• [Dataset excerpts]:
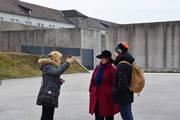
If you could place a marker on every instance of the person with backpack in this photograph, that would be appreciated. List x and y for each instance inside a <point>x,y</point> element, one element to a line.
<point>121,93</point>
<point>101,87</point>
<point>51,83</point>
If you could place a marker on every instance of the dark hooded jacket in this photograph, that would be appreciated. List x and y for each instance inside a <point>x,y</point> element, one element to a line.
<point>123,79</point>
<point>51,81</point>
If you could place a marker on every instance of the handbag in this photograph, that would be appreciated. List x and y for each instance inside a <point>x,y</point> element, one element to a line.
<point>48,95</point>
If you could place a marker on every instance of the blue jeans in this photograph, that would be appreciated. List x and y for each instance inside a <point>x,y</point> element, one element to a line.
<point>126,112</point>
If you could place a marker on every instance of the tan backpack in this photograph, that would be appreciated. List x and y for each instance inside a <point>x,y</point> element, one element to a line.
<point>138,80</point>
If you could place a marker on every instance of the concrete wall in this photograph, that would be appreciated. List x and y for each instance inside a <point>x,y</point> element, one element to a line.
<point>156,46</point>
<point>33,21</point>
<point>91,39</point>
<point>9,26</point>
<point>66,38</point>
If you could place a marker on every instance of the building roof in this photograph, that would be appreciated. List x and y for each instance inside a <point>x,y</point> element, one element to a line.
<point>73,13</point>
<point>91,22</point>
<point>27,9</point>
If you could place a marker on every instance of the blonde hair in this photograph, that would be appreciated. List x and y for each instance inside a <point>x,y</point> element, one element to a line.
<point>55,56</point>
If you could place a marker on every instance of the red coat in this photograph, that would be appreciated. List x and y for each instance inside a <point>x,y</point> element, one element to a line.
<point>103,92</point>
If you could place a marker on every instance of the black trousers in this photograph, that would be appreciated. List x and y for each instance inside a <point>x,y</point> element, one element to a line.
<point>47,113</point>
<point>98,117</point>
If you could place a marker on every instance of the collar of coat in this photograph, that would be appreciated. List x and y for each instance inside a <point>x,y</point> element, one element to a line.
<point>46,61</point>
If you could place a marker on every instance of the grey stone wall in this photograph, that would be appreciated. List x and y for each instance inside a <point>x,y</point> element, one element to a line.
<point>156,46</point>
<point>9,26</point>
<point>66,38</point>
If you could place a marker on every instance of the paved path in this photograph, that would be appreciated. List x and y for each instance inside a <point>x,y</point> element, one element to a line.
<point>160,99</point>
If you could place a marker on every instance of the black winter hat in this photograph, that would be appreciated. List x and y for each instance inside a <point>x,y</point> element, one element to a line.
<point>106,54</point>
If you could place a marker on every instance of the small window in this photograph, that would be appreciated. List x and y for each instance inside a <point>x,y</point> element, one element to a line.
<point>17,20</point>
<point>1,18</point>
<point>30,23</point>
<point>39,24</point>
<point>12,20</point>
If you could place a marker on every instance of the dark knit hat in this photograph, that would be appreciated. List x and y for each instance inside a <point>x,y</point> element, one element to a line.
<point>106,54</point>
<point>123,46</point>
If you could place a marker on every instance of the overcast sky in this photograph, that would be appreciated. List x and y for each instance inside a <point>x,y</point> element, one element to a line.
<point>119,11</point>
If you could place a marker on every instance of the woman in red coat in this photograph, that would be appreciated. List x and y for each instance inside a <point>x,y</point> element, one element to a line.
<point>100,88</point>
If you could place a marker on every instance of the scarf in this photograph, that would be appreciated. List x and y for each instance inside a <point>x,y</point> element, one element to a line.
<point>99,74</point>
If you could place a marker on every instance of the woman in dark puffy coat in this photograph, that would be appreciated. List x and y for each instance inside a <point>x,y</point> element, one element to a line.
<point>50,88</point>
<point>100,89</point>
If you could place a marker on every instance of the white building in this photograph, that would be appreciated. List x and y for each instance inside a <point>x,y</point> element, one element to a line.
<point>30,14</point>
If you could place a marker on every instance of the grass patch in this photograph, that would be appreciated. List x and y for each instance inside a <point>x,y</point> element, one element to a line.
<point>16,65</point>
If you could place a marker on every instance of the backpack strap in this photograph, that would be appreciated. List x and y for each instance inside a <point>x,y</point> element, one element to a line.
<point>125,63</point>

• [REQUIRED WORK]: Since the pictures don't belong in the copy, copy only the rest of the entries above exactly.

• [COMPLETED EXERCISE]:
If you could place a marker on every instance of the person with backpack in this photograph, that would be appreciated. List x and y for each instance inside a <point>x,y</point> element, one element to a line.
<point>121,93</point>
<point>101,87</point>
<point>51,83</point>
If you could place a marker on every instance of the dark hooded jacket in this photograph, that would be appreciated. List x and y for each instance inside a <point>x,y</point> element, one element to a line.
<point>123,79</point>
<point>51,81</point>
If you could place a marker on every instance of the handbag in this photograph, that would be appreciated. List x and y for each instance inside a <point>x,y</point> element, one element to a line.
<point>48,95</point>
If you could place a marker on every instance of the blue jeans in this photograph, that would be appreciated. List x and y for each instance inside a <point>x,y</point> element, one element to a line.
<point>126,112</point>
If you could place a marker on every instance of the tan backpack in this photograph, that would be appreciated. List x and y for each instance inside a <point>x,y</point> element, one element to a line.
<point>138,80</point>
If you could place a marker on every instance of the concrete wall in this photograph, that would be appreciated. List x and y for each instance inside a <point>x,y</point> element, one element to a line.
<point>156,46</point>
<point>33,21</point>
<point>91,39</point>
<point>9,26</point>
<point>66,38</point>
If you could place a marker on every instance of the building roof in this photograph, that would be appreciated. List x and y for each instance inside a <point>x,y</point> element, one element to a line.
<point>73,13</point>
<point>91,22</point>
<point>27,9</point>
If you could place a marker on every instance of the blonde hair in this photograph, that would be appreciated. List x and y for each instance inside a <point>x,y</point> element, one element to a line.
<point>55,56</point>
If you could place a marker on every instance of the red coat in this photograph, that would be appreciated. List x and y for each instance inside a <point>x,y</point> element, one element to a line.
<point>103,92</point>
If you could place a marker on every instance of the black trousers in this photograph, that would be appreciated. List x and y for each instance inside a <point>x,y</point> element, one element to a line.
<point>47,113</point>
<point>98,117</point>
If you could place a marker on every instance of the collar of coat in this photograph, that would be appreciated. List x and y for each instance inside a <point>x,y</point> element, one element to a line.
<point>46,61</point>
If you could place a marker on every instance of the grey stone wall in this photograph, that would be appreciated. List x and y for each instance inside a <point>x,y</point> element, one element to a line.
<point>156,46</point>
<point>9,26</point>
<point>66,38</point>
If you could place a marker on every instance of the paved path in this photograph, that would be appreciated. List x and y for each instance inside a <point>x,y</point> element, one element to a line.
<point>160,99</point>
If you could place a marker on every instance of the black winter hat in this photograph, that would be appreciated. List x and y for each instance inside a <point>x,y</point> element, one element to a line.
<point>106,54</point>
If you could place a marker on every instance of the small window in this photograph, that would be appreciated. List x and y for each instance inside a <point>x,y</point> element, one element to a line.
<point>17,20</point>
<point>1,18</point>
<point>30,23</point>
<point>39,24</point>
<point>12,20</point>
If you could place a marker on every instance of the dark knit hat in this photograph, that would be appreciated. List x and y for each instance inside a <point>x,y</point> element, one element to a line.
<point>106,54</point>
<point>123,46</point>
If you could place a marker on every instance of the overcast sky in this photograph, that would be appreciated. List x and y for each instance inside a <point>x,y</point> element, one element to a line.
<point>119,11</point>
If you could place a marker on every instance of the woman in red coat in this photograph, that would be appreciated. List x and y for each instance inside a <point>x,y</point> element, one element to a line.
<point>100,88</point>
If you could place a marker on every instance of the scarf in this photograph, that would be appreciated. List x and y for each instance inside a <point>x,y</point> element, one element to a line.
<point>99,74</point>
If you could place a marker on every instance of the woman in dark puffy coat in this photograph, that would be appreciated. List x and y for each instance inside a <point>x,y</point> element, one element to a line.
<point>50,88</point>
<point>100,89</point>
If you could place a marker on every instance of the white building in this photograph, that would be appreciated. List x and y for each instance inside a <point>x,y</point> element, one element to a line.
<point>30,14</point>
If you could place a marker on every instance of the grass patch in this photograph, that would be appreciated. List x and y for each instance inside a <point>x,y</point> element, one element to a line.
<point>16,65</point>
If you could place a marker on every instance of the backpack strap in this photograph, that would be appreciated. List x and y for each instance inside a <point>x,y</point> element, one element to a line.
<point>125,63</point>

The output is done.